ЧТО СДЕЛАТЬ —
• A. Выпишите из первого абзаца интервью все, кем назван Станислав Румянцев.
• B. Переведите на английский язык фразу из интервью: «Телевидение для меня — абсолютная свобода.»
• C. Продолжите интервью со Станиславом Румянцевым с того места, где оно обрывается.

ТЕКСТ ДЛЯ ЧТЕНИЯ —
^^^^

Станислав Румянцев — российский актер театра и кино, телеведущий, по совместительству каскадер и папа. Сыграл роль легендарного игрока «Спартака» Федора Черенкова в новом спортивном блокбастере «Федя. Народный футболист», который выйдет на экраны уже 31 октября.
Начнем с того, что ты и телеведущий, и в театре служишь, и режиссирушь, а сейчас еще и главную роль в кино сыграл. Что тебе вообще ближе - театр, кино или телевидение? Если бы можно было выбирать что-то одно, что бы выбрал?
В целом я бы выбрал не выбирать, потому что понятие «артист» широкое. Артист как художник занимается разными творческими вопросами, и они все настолько разные, и в каждом из них есть какая-то своя уникальная вещь. В театре есть живое «здесь и сейчас», моментальный отклик от зрительского зала. Это как хождение по канату, нет права на ошибку, все будет видно, в этом интерес и азарт. Телевидение для меня — абсолютная свобода. Я делаю все, что хочу, в кадре: я шучу, прикалываюсь, импровизирую… Чем свободней ты, тем лучше!
А в кино — это природа единения. Меня ведет чувство, что огромный коллектив, порой команда в пятьсот человек, создает одно целое. Человек давно на Земле, и эта любовь к объединению на каком-то генетическом уровне у нас сохранилась. Именно поэтому люди, попадая на съемочную площадку, очень очаровываются кино. Каждый знает свое маленькое дело, и получается такой слаженный муравейник.
Если бы все-таки пришлось выбирать, то я бы выбрал кино. Это, мне кажется, возможность оставить след в истории, принести свою ценность огромному количеству людей, потому что театр и телевидение имеют более узкую аудиторию, а кино — это широко, это возможность поделиться своей историей с миллионами людей.
У тебя в послужном списке мы обнаружили два иммерсивных спектакля, в свое время гремевших в столице. Где сложнее играть — в классическом театре или в современном?
Мне сложнее в классическом, потому что, во-первых, мне менее интересно, и в этом основная сложность. Очень сложно оправдать классику, если нет какого-то хода понятного, это становится сложной задачей — именно сделать спектакль живым. Тут нужен действительно талантливый режиссер. А если придет талантливый режиссер, то спектакль уже, возможно, будет не таким классическим, он станет современным.

^^^^

ИСХОДНЫЕ ДАННЫЕ —
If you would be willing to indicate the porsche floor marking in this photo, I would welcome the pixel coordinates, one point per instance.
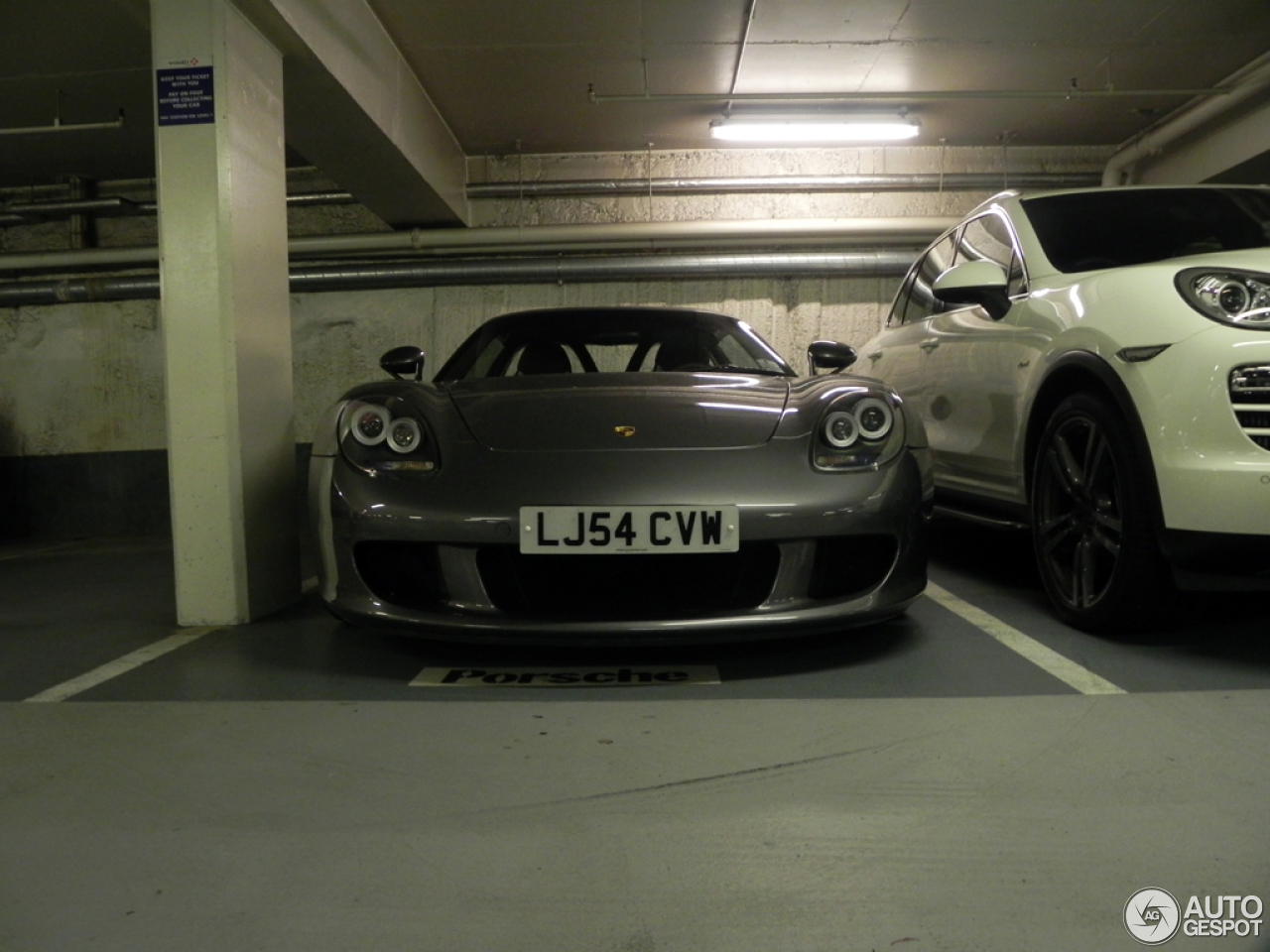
(549, 676)
(1044, 657)
(121, 665)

^^^^

ОТВЕТЫ К ЗАДАНИЯМ —
• A. Российский актер театра и кино, телеведущий, каскадер, папа.

• B. For me, television is absolute freedom.

• C.
Есть такой актер — Джеймс Тьерре. У него большой послужной список: он и актер, и режиссер, и все остальное, и это внук Чарли Чаплина. И как-то на первом курсе я посмотрел его спектакль «Симфония майского жука», и он там делает сальто, поет, играет на скрипке… Он такой основоположник понятия «синтетический артист» — это артист, который может все. И он меня поразил, я пошел на акробатику, я пошел заниматься контемпорари-дэнс, изучать игру телом, пошел на дополнительные занятия по вокалу. Мне захотелось стать синтетическим артистом, который в одном спектакле может все.
В том же «Черном русском» Максима Диденко я пел, делал сальто, танцевал, плакал, стрелял, кричал, читал стихотворения, говорил на французском… Это был такой спектакль, в котором ты все, что только умеешь, сделал. Небольшое количество таких артистов есть в Москве. Когда приходим на кастинг на такие спектакли, мы все друг друга знаем. Конечно, мне легче в таких спектаклях, я там как рыба в воде. Драматическим артистам там сложнее, и наоборот. Тут дело даже не в том, чтобы себя показать, просто у тебя инструментов больше, а для зрителя это тоже впечатление.
А ты сам ходишь в театр?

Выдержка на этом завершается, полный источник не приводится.